**What the exercise asks**.
Pick out and copy every line of the items below that contains the word "leaf". Case counts.
####################
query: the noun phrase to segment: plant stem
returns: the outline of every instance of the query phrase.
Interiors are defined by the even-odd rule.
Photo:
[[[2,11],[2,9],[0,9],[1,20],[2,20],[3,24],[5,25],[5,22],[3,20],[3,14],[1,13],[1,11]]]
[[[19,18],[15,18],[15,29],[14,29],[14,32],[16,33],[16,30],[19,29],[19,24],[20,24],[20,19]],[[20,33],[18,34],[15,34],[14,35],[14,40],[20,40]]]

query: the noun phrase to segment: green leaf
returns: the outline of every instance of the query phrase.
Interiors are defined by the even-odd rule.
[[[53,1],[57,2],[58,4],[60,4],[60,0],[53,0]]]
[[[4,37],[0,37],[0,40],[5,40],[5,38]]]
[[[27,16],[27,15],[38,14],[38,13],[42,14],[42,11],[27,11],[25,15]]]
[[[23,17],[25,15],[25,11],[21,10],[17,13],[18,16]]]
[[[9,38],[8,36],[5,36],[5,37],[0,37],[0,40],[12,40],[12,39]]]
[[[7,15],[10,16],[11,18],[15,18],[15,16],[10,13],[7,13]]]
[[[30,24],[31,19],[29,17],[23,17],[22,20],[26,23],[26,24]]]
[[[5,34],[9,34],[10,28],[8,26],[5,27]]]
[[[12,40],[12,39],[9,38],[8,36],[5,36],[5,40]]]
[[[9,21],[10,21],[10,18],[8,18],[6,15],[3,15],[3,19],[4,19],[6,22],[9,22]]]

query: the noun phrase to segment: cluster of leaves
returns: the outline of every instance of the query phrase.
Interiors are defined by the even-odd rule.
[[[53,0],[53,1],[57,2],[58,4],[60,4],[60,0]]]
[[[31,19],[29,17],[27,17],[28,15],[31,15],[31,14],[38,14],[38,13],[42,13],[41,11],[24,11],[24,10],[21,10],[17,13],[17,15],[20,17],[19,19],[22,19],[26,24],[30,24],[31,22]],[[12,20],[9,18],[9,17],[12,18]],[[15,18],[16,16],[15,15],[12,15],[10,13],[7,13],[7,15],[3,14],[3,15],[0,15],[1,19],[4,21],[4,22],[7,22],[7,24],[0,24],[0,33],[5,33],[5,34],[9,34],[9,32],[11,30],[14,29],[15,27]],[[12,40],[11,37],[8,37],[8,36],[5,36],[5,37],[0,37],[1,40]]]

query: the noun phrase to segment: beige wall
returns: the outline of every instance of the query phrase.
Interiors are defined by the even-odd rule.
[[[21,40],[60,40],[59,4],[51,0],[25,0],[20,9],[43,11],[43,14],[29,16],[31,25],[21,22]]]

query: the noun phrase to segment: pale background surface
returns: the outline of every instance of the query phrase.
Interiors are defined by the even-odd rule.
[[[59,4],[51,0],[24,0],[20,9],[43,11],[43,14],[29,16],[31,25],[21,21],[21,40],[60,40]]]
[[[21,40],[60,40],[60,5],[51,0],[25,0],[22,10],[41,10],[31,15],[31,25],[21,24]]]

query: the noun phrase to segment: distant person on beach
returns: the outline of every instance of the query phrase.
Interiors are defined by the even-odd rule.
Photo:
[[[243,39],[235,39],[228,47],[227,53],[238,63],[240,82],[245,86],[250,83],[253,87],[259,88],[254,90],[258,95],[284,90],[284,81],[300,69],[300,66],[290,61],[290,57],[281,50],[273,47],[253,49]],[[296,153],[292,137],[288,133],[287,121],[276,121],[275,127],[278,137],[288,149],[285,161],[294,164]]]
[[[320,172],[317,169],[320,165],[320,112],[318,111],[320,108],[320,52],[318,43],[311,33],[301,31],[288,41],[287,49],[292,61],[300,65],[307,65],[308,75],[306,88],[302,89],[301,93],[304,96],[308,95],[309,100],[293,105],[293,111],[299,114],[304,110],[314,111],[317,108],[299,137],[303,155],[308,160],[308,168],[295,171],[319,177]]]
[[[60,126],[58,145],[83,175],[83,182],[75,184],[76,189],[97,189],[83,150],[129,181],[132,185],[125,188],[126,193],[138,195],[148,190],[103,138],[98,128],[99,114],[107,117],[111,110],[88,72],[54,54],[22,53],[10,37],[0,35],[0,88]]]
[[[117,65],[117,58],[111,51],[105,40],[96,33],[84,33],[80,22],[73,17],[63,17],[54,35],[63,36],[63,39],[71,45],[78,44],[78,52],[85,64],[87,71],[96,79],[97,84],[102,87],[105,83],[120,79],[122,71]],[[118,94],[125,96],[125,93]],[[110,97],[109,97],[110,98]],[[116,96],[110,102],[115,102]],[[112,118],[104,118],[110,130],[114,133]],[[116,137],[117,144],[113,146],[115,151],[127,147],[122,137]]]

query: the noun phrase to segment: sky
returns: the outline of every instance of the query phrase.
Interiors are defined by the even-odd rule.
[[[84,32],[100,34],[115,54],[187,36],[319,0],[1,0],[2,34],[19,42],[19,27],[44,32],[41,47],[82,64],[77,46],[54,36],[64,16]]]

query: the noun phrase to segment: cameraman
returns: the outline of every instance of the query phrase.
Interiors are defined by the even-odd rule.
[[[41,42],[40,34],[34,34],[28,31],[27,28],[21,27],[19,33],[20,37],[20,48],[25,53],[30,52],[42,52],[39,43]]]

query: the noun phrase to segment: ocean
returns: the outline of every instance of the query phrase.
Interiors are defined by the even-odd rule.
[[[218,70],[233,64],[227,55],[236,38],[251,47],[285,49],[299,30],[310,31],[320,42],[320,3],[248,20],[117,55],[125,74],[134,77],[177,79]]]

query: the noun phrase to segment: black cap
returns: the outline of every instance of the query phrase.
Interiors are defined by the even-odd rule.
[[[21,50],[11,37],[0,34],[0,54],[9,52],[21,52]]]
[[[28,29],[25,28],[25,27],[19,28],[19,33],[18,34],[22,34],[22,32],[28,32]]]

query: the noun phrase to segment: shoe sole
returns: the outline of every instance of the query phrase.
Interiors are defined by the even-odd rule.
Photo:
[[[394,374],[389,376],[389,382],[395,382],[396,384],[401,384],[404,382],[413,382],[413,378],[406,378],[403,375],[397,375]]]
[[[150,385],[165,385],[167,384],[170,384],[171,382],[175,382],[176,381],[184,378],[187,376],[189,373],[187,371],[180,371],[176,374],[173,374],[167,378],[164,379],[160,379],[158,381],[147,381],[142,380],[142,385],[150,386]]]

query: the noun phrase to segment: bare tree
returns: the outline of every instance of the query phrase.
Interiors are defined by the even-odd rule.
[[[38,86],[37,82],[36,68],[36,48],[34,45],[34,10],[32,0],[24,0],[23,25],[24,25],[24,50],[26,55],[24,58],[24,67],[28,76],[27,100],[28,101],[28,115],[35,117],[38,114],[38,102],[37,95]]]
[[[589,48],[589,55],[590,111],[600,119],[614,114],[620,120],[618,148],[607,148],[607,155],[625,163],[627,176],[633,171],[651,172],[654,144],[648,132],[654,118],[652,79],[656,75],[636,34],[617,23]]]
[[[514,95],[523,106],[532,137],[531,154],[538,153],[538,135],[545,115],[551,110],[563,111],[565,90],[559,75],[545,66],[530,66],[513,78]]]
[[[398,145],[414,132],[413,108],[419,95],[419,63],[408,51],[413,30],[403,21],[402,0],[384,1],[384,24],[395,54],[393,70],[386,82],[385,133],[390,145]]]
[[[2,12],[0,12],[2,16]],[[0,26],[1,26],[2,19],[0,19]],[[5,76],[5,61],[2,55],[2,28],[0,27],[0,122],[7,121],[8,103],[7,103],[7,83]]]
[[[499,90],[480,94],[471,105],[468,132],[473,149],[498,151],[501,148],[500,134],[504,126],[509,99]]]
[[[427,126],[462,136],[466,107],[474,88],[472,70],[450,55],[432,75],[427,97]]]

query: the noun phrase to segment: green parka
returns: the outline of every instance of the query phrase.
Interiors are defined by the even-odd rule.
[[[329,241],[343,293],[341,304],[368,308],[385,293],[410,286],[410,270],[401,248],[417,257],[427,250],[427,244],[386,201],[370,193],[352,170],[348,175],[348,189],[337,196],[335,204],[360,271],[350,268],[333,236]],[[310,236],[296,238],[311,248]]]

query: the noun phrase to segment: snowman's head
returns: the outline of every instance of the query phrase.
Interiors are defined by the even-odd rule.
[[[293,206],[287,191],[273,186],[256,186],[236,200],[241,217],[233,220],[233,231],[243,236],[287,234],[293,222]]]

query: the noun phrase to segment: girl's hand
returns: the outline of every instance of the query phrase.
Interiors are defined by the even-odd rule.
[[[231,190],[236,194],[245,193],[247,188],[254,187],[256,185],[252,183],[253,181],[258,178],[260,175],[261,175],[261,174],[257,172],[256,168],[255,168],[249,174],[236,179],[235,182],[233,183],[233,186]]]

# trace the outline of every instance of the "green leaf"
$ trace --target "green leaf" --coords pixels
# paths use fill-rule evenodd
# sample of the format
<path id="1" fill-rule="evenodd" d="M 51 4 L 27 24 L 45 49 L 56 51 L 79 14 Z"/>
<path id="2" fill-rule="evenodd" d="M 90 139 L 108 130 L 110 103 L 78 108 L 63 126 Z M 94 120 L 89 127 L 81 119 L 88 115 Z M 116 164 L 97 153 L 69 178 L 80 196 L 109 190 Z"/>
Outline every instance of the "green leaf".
####################
**Solution to this exercise**.
query: the noun phrase to segment: green leaf
# trace the outline of every instance of the "green leaf"
$ trace --target "green leaf" --coords pixels
Outline every instance of the "green leaf".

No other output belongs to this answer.